For nearly forty years, I’ve called this animal a buffalo. Somewhere along the way, I learned it’s also called a bison–American bison, to be exact. But that didn’t make it any less a buffalo, it just now had two names–interchangeable, like pig and hog.
At Land Between the Lakes National Recreation Area, the part near Cadiz, Kentucky, I’ve driven through the Elk & Bison Prairie numerous times, once even having to stop the car completely, because buffalo–er, bison–had surrounded us (I was with my dad). It was a transcendent moment, having these beasts on all sides, who could end us with one toss of the head, these icons of the American plains.
There are cities named after it; there are national brands with the word in their names; the animal is used in countless folk and Americana songs. But I learned, not too long ago, that to call this furry behemoth a buffalo, is to call it the wrong thing. After all these years, I decide to look it up, to see if there’s a difference between the two terms. What I discovered surprised me. It turns out the only true buffalo are in Asia and Africa (think water buffalo). What we have in America is actually only a bison. Though it’s no less majestic, it’s also no more a buffalo.
Imagine all the names of things that must be changed now, things integral to the very culture we inherit, and that we hope to pass on to our kids and grandkids! Doesn’t this revelation make you wonder if everything we assume to be true is really just made up? Or that we’re making it all up as we go?

[Records from a dataset]
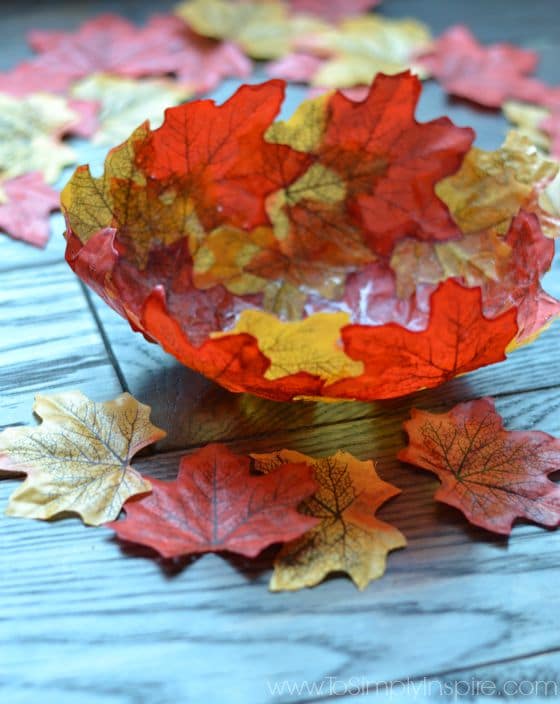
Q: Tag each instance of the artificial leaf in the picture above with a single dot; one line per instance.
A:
(486, 75)
(527, 118)
(359, 49)
(24, 211)
(111, 44)
(264, 30)
(390, 189)
(30, 132)
(332, 10)
(78, 459)
(397, 361)
(126, 103)
(215, 504)
(492, 475)
(258, 253)
(551, 126)
(349, 537)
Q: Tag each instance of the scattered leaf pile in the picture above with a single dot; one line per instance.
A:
(349, 252)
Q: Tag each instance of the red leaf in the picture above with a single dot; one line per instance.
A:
(391, 185)
(215, 504)
(332, 10)
(490, 474)
(25, 216)
(485, 75)
(397, 361)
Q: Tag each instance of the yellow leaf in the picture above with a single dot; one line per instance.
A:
(224, 254)
(127, 103)
(29, 135)
(146, 213)
(78, 459)
(361, 47)
(264, 30)
(311, 345)
(349, 537)
(491, 187)
(527, 118)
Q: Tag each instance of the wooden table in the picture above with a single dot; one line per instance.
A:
(84, 621)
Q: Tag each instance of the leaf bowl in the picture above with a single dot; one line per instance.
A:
(349, 252)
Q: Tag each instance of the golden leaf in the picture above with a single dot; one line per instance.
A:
(146, 213)
(349, 538)
(78, 459)
(311, 345)
(264, 30)
(223, 256)
(127, 103)
(361, 47)
(527, 118)
(491, 187)
(29, 135)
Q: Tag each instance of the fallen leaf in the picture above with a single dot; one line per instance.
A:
(216, 505)
(391, 194)
(359, 49)
(349, 537)
(78, 459)
(551, 126)
(126, 103)
(527, 118)
(29, 135)
(311, 345)
(397, 361)
(492, 475)
(258, 253)
(263, 30)
(110, 44)
(25, 209)
(332, 10)
(487, 75)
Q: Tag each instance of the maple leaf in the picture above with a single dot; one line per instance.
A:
(111, 44)
(492, 475)
(527, 118)
(29, 134)
(485, 75)
(332, 10)
(551, 126)
(359, 49)
(126, 103)
(310, 345)
(349, 537)
(389, 191)
(397, 361)
(216, 505)
(262, 30)
(24, 213)
(78, 459)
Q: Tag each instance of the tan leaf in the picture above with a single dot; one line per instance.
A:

=== ACTIVITIES ===
• A. According to the essay about buffalo and bison, where are the only true buffalo found?
• B. Echo the essay about buffalo and bison from "Imagine all the" to "up as we go?".
• C. Pick up the essay about buffalo and bison after its final sentence and keep writing it.

=== PER-TASK ANSWERS ===
• A. In Asia and Africa.

• B.
Imagine all the names of things that must be changed now, things integral to the very culture we inherit, and that we hope to pass on to our kids and grandkids! Doesn’t this revelation make you wonder if everything we assume to be true is really just made up? Or that we’re making it all up as we go?

• C.
Okay. I might be overreacting. But now, when I see Blue Buffalo dog food in the grocery store, with a little blue bison leaping on the logo, I think, “Your brand’s a lie!”
Fads are often silly from the start, and yet they grow even sillier with age, some of them degrading entirely to pure nonsense (think tight-rolled jeans). One of the sillier fads I embraced as a kid was the lifeguard tank top shirt. It must’ve been about 1984, give or take a year–the start of a period which, spanning the entire second half of the eighties, I’m realizing was seminal in the development of who I am. The seeds of lifelong interests were sown in those roughly five years. Memories I have from that time rank among my favorites. There was a magic in that long corridor between ages eight and thirteen that I didn’t identify then–though I certainly felt it–that is becoming clearer with age. An innocence on the verge of experience. The mystery of girls deepened, resulting in some killer crushes. Music became a vehicle for any emotion or memory I might have had, and it did so with increasing intensity–any music I was into, in fact, from Huey Lewis and the News to 3rd Bass to Guns N’ Roses. What I now know to be a budding self-consciousness, was to me then an expansion of the horizon itself, and the awkwardness and heartbreak were as necessary as the triumphs and thrills.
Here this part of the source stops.